**Document segment**:

▼

On-line version ISSN 0718-7106


TURIENZO, Martín et al. Cenozoic structural evolution of the Argentinean Andes at 34°40'S: A close relationship between thick and thin-skinned deformation. AndGeo [online]. 2012, vol.39, n.2, pp.317-357. ISSN 0718-7106.

In the Argentinean side of the Andes at 34°40'S, the Cenozoic Andean orogeny produced the thick-skinned Malargüe fold-and-thrust belt and the easternmost basement uplift of the Cordillera Frontal. Integrating balanced structural cross-sections with previous studies of Cenozoic synorogenic rocks and 40Ar/39Ar ages of coeval volcanic and subvolcanic rocks, we propose a Miocene to Quaternary sequential structural evolution of this sector of the Andes. Andean deformation in the study area begun around 14.5 Ma with the growth of thick-skinned structures at the western region, formed by large basement wedges that propagated along detachment horizons within the cover generating thin-skinned structures. The development of these genetically linked thick and thin-skinned structures finished with the insertion of a third basement wedge and its associated deformation in cover rocks along the Sosneado thrust, before the extrusion of 10.8 Ma volcanic rocks. These structures imply ~10 km of shortening, representing an important Middle Miocene compressive period (2.7 mm/a). Systems of fractures measured in basement, cover and subvolcanic rocks indicate an E-W direction of compression. A supercritical Coulomb wedge attained after the Middle Miocene deformation, was responsible of new basement-involved faulting into the foreland, the west-dipping Carrizalito thrust. The absence of efficient detachment levels in the cover rocks of the eastern region difficulted the development of large basement wedges and instead important backthrusting occurred in the hangingwall of the Carrizalito thrust. Widespread subvolcanic rocks (10.5 to 5.5 Ma) exposed in this region suggest a close relationship between magmatism and antithetic faulting. With continuing compression, the Carrizalito thrust breaks through to the surface thrusting pre-Jurassic and Mesozoic sequences over Cenozoic rocks although in the southern region it remains as a blind thrust. This different configuration along the strike of the Carrizalito thrust is due to an ENE trending oblique fault. Thick-skinned structures in the eastern sector, that involve ~4 km of shortening, were covered discordantly by horizontal basalts of ~0.5 Ma. A shortening rate of 0.42 mm/a from Late Miocene to Middle Pleistocene indicates that Andean contraction diminished, which is in agreement with most geodynamic models of plate tectonics.

Keywords : Andean tectonic; Structural evolution; Thick and thin-skinned deformation; Argentinean Andes.

▲

**Data shown**:
▼

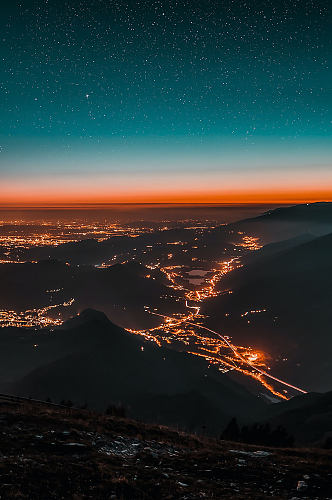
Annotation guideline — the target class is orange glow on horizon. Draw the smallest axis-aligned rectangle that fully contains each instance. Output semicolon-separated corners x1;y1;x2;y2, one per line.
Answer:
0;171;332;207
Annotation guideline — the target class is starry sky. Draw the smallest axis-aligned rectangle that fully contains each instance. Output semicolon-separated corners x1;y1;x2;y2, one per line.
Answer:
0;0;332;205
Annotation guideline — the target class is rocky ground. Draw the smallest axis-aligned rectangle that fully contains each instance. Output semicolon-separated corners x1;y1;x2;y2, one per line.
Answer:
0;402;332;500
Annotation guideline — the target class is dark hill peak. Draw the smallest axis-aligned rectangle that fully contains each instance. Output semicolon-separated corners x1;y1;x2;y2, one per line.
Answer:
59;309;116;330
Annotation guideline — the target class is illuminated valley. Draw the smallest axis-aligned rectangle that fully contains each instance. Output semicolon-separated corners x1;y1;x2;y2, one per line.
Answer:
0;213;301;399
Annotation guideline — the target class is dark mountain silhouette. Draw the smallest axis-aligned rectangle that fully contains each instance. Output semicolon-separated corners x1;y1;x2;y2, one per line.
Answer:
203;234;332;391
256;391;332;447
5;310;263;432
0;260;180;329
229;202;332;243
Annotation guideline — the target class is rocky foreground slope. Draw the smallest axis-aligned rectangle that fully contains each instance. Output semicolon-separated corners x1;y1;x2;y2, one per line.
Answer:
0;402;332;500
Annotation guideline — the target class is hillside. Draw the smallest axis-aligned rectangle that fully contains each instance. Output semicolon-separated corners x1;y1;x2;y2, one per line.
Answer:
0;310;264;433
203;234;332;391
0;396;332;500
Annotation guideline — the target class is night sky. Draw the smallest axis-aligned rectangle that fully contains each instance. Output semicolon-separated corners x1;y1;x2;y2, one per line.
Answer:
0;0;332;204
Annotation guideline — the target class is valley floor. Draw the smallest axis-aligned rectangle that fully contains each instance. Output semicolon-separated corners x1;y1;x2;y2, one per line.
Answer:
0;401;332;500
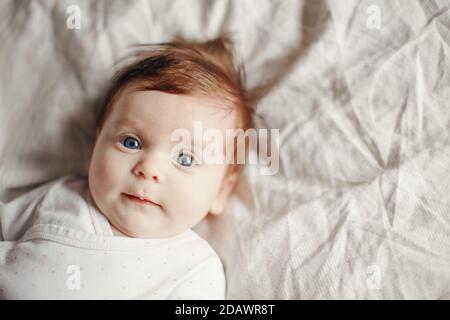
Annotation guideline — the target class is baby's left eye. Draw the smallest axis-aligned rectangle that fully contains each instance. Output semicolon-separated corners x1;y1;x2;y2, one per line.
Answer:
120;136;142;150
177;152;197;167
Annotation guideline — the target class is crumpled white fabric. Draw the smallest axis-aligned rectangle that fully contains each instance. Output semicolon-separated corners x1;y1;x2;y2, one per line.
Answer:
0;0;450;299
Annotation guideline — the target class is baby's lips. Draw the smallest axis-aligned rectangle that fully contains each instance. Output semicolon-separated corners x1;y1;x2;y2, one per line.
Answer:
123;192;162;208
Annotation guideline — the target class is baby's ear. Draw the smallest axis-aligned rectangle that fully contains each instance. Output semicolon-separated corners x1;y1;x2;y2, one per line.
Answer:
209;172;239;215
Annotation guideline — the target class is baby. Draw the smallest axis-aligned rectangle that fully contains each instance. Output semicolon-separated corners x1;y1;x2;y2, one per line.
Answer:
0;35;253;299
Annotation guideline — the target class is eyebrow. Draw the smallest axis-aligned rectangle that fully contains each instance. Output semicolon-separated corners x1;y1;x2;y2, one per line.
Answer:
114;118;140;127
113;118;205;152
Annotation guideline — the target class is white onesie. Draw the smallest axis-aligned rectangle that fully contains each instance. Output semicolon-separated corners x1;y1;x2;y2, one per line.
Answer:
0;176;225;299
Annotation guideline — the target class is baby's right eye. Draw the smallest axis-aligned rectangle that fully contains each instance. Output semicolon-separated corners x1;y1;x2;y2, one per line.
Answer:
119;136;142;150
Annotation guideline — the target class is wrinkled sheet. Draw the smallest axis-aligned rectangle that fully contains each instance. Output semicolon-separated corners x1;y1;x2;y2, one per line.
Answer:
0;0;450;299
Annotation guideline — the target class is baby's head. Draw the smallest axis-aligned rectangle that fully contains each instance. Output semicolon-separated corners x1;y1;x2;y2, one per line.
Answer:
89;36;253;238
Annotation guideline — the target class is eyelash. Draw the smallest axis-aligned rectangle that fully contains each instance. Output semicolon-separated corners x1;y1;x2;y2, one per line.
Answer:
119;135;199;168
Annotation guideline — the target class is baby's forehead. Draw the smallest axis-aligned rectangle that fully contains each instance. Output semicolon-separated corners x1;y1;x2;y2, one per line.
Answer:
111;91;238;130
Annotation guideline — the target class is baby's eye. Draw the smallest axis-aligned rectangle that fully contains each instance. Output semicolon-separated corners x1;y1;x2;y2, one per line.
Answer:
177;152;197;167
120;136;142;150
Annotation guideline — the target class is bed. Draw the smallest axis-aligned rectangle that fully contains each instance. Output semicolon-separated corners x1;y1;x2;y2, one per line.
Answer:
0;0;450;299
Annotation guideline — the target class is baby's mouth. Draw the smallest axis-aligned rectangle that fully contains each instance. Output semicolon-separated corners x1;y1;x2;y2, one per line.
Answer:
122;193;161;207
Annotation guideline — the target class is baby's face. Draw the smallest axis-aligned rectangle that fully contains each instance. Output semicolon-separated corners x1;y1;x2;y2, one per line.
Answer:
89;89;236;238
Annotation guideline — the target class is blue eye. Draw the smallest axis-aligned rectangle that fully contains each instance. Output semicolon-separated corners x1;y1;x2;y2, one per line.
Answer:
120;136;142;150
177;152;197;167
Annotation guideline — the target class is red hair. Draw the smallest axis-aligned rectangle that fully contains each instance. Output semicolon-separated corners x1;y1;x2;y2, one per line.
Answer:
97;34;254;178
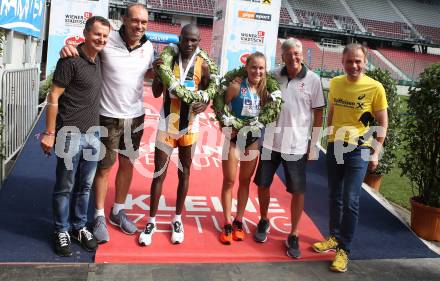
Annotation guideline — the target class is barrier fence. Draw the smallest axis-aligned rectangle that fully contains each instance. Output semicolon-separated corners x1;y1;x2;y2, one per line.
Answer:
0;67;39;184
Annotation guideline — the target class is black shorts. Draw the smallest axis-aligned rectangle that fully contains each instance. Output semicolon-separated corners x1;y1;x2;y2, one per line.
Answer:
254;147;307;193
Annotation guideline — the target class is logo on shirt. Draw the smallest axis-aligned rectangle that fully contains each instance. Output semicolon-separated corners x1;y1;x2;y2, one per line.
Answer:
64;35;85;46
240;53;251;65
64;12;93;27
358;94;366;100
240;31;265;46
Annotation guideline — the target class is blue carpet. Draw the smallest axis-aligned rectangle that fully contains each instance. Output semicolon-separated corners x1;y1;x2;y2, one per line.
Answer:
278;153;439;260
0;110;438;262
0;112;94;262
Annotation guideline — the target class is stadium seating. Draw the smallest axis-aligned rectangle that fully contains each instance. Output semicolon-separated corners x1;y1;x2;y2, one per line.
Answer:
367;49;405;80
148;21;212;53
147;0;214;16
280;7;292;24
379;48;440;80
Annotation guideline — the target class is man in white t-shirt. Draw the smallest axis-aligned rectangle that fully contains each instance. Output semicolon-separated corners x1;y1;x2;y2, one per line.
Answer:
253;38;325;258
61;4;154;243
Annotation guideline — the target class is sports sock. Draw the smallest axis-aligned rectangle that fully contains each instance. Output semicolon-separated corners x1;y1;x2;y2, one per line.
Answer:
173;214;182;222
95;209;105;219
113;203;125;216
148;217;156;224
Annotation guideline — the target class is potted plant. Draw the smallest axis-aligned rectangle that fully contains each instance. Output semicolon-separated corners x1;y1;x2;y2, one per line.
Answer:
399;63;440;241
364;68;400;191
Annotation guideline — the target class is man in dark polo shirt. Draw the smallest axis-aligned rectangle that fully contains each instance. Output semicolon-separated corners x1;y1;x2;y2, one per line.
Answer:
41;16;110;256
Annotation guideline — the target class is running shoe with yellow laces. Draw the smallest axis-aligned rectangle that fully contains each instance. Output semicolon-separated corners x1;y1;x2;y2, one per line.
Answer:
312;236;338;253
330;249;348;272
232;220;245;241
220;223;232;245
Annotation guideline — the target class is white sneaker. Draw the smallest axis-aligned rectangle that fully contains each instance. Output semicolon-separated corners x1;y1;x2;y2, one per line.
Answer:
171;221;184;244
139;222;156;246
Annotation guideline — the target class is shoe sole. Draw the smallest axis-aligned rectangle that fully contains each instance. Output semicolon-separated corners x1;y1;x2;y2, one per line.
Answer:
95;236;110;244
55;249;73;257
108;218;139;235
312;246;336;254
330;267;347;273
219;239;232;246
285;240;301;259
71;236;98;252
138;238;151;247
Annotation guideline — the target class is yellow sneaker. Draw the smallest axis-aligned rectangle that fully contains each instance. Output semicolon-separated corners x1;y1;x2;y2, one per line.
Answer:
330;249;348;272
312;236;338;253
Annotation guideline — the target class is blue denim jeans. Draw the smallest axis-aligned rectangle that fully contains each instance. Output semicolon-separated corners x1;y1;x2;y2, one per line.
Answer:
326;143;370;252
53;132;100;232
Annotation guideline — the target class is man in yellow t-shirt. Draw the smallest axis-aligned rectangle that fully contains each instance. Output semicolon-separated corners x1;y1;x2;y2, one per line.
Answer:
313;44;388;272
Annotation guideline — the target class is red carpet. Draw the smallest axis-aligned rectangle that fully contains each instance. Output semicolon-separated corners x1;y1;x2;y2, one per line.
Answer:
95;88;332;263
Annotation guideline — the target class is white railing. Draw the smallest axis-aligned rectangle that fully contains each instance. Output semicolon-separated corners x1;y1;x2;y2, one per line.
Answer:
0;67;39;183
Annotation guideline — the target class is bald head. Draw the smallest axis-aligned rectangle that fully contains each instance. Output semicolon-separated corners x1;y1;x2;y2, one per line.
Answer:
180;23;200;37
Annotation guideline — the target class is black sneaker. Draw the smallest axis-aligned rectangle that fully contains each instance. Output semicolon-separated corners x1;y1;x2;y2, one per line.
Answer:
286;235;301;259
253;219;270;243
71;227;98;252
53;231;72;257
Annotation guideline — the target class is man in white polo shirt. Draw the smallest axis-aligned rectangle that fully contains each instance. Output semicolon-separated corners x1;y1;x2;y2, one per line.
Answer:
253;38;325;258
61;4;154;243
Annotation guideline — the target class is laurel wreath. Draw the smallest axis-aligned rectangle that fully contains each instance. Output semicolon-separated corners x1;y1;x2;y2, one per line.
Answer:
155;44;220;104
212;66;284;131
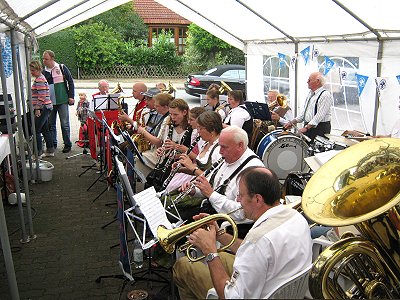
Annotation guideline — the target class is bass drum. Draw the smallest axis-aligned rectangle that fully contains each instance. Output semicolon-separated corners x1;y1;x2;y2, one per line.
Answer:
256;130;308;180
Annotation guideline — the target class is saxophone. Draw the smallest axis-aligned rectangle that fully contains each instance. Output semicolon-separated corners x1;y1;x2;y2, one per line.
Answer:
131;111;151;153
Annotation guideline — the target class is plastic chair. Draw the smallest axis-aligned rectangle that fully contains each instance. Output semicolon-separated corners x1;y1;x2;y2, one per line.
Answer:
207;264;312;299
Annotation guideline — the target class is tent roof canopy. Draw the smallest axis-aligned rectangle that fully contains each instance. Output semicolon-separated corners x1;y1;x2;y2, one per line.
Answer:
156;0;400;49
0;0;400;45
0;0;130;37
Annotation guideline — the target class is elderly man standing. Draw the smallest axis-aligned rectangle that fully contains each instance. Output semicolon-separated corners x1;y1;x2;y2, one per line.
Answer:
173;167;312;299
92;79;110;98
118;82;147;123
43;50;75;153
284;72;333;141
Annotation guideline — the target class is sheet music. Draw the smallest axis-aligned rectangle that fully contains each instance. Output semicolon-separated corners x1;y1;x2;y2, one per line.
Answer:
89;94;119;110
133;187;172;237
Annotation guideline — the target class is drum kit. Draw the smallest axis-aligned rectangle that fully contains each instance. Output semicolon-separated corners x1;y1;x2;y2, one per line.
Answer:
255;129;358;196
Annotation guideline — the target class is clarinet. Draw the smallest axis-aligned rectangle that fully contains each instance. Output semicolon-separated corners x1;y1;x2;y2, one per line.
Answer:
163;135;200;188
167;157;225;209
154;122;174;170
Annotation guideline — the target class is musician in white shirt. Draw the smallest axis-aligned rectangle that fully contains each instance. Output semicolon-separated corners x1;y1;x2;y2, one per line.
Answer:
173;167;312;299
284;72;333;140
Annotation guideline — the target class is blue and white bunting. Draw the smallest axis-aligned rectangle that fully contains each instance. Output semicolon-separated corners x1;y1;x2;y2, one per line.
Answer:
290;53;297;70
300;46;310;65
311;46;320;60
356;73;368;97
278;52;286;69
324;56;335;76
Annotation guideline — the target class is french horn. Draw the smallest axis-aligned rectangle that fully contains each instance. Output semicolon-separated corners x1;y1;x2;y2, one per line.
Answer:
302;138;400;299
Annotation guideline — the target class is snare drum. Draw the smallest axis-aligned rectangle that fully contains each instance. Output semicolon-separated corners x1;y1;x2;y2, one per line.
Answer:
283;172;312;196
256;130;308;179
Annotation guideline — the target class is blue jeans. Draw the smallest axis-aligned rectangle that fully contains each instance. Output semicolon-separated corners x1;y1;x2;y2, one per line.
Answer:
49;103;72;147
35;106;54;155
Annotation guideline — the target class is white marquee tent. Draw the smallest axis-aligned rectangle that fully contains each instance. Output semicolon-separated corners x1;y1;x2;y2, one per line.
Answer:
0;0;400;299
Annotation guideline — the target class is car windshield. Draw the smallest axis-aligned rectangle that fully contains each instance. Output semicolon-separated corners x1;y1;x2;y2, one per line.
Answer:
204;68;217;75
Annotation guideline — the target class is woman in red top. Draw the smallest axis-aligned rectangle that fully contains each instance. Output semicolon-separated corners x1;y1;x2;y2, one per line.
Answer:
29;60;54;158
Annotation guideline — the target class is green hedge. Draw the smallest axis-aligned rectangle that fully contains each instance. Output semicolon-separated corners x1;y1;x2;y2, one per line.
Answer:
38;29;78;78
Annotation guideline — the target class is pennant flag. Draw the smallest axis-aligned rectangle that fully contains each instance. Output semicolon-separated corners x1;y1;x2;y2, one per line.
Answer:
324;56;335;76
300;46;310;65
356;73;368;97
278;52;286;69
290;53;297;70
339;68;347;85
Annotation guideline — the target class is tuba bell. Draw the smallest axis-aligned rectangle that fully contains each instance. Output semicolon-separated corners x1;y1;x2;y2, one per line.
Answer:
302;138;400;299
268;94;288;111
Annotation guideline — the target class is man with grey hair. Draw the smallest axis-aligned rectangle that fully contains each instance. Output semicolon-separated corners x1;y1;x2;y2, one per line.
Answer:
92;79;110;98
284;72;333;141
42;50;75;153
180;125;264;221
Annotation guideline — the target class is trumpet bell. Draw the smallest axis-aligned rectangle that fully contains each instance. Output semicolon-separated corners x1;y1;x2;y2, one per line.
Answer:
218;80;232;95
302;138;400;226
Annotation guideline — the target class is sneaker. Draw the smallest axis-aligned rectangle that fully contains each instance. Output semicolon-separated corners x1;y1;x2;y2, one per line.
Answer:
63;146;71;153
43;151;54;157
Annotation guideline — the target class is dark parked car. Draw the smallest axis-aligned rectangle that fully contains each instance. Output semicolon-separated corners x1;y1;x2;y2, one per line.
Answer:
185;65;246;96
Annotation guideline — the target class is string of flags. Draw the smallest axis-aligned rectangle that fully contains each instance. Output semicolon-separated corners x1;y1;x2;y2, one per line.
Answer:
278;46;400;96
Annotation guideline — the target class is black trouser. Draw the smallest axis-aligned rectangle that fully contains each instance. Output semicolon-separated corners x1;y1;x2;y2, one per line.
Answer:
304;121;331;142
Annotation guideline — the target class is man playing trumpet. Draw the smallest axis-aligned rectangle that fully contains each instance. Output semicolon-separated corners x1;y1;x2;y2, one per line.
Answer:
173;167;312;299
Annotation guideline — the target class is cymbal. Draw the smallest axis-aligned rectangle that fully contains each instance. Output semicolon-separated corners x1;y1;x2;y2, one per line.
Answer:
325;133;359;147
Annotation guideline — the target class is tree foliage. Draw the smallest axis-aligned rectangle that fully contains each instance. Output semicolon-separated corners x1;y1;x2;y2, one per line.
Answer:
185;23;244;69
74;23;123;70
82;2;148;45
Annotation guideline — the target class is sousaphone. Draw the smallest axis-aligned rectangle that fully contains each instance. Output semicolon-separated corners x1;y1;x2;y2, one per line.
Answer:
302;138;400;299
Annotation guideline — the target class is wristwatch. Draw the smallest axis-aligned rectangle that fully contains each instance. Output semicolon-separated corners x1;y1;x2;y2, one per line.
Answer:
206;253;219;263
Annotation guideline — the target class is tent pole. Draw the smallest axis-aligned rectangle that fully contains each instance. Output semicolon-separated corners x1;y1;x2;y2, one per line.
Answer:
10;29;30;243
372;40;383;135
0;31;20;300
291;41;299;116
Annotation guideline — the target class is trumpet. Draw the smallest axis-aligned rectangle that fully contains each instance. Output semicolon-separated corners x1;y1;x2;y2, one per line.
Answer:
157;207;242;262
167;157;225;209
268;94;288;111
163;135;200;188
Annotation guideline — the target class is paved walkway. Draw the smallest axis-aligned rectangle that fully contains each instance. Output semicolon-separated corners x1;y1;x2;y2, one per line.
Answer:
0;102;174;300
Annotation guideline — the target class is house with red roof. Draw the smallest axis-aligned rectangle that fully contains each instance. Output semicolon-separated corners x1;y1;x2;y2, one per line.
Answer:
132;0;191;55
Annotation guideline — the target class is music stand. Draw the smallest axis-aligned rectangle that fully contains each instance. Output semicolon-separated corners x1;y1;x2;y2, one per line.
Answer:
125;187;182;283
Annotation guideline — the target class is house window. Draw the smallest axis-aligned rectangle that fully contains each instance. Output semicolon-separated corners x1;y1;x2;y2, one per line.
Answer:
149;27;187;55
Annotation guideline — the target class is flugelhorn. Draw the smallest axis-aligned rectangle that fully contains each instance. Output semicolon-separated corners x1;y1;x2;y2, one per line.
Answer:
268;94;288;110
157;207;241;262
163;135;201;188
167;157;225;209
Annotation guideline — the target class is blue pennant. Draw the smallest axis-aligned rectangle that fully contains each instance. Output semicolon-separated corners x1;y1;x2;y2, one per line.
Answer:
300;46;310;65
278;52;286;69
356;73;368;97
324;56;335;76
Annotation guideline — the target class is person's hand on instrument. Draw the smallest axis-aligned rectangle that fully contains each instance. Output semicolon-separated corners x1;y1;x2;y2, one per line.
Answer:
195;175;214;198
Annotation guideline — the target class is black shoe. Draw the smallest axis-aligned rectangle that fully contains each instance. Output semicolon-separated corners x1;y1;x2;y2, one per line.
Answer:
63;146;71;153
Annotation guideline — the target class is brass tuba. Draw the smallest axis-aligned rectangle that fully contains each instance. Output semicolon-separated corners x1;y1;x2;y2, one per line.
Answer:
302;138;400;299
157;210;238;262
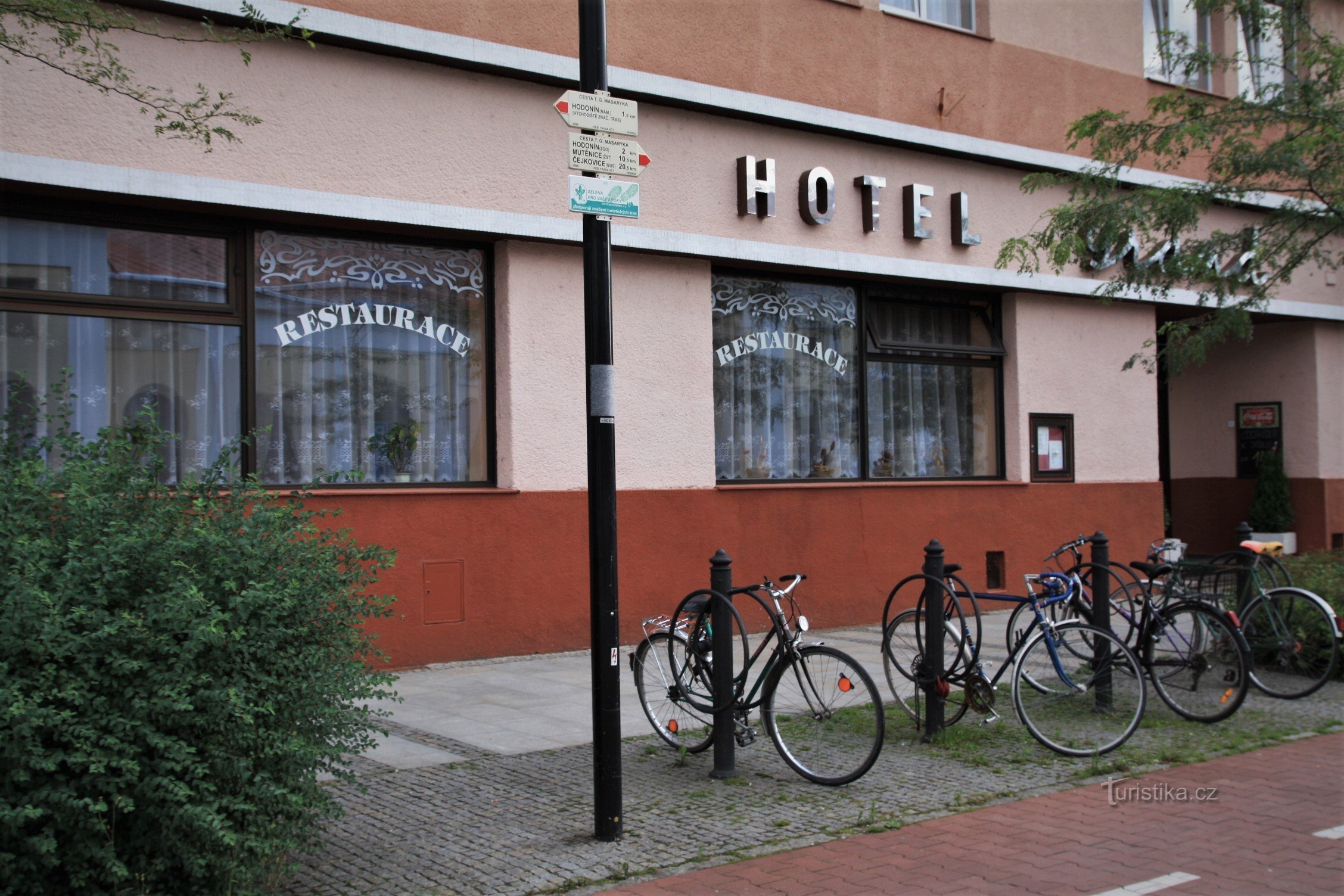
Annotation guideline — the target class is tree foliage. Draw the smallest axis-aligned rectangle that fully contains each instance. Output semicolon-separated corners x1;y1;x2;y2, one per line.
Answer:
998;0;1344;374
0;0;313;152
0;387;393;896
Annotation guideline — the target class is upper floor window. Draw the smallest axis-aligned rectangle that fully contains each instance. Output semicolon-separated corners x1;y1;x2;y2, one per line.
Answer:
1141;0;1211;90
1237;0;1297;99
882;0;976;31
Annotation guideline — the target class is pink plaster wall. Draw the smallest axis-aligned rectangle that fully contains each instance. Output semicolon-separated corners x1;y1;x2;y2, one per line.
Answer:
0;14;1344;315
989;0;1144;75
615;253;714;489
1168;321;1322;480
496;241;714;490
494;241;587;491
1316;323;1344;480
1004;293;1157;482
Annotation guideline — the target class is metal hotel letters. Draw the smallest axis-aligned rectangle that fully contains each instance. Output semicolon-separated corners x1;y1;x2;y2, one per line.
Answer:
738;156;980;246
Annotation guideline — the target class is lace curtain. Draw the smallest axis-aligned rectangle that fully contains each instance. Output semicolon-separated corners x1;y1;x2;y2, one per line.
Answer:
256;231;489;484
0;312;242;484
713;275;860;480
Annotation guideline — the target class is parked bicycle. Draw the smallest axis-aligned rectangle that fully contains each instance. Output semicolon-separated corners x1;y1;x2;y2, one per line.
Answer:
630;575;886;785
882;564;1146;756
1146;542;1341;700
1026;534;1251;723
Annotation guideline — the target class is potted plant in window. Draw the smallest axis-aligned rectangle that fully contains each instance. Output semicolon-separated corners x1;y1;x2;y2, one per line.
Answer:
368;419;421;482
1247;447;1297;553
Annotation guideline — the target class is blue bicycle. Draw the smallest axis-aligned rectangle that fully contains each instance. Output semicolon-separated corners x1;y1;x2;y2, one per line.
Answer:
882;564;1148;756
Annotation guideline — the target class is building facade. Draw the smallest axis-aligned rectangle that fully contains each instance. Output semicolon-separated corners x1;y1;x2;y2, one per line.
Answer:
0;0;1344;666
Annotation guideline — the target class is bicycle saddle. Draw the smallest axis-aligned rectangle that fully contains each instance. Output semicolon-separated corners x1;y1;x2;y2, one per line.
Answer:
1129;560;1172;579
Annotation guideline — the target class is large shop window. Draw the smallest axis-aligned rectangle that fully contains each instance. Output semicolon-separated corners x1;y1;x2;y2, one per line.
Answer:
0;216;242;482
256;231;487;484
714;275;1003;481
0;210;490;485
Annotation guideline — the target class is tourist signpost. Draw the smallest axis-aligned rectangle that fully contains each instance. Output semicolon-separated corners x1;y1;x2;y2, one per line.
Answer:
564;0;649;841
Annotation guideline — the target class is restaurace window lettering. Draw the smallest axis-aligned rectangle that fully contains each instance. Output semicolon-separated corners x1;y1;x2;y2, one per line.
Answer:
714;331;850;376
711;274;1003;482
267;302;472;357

▲

**Exercise 1**:
In the abstract, around when did Andean deformation in the study area begin?
**Exercise 2**:
List every keyword given at the end of the abstract.
**Exercise 3**:
Reproduce the abstract's wording from "On-line version ISSN 0718-7106" up to and including "pp.317-357. ISSN 0718-7106.".

**Final answer 1**:
Around 14.5 Ma

**Final answer 2**:
Andean tectonic; Structural evolution; Thick and thin-skinned deformation; Argentinean Andes

**Final answer 3**:
On-line version ISSN 0718-7106


TURIENZO, Martín et al. Cenozoic structural evolution of the Argentinean Andes at 34°40'S: A close relationship between thick and thin-skinned deformation. AndGeo [online]. 2012, vol.39, n.2, pp.317-357. ISSN 0718-7106.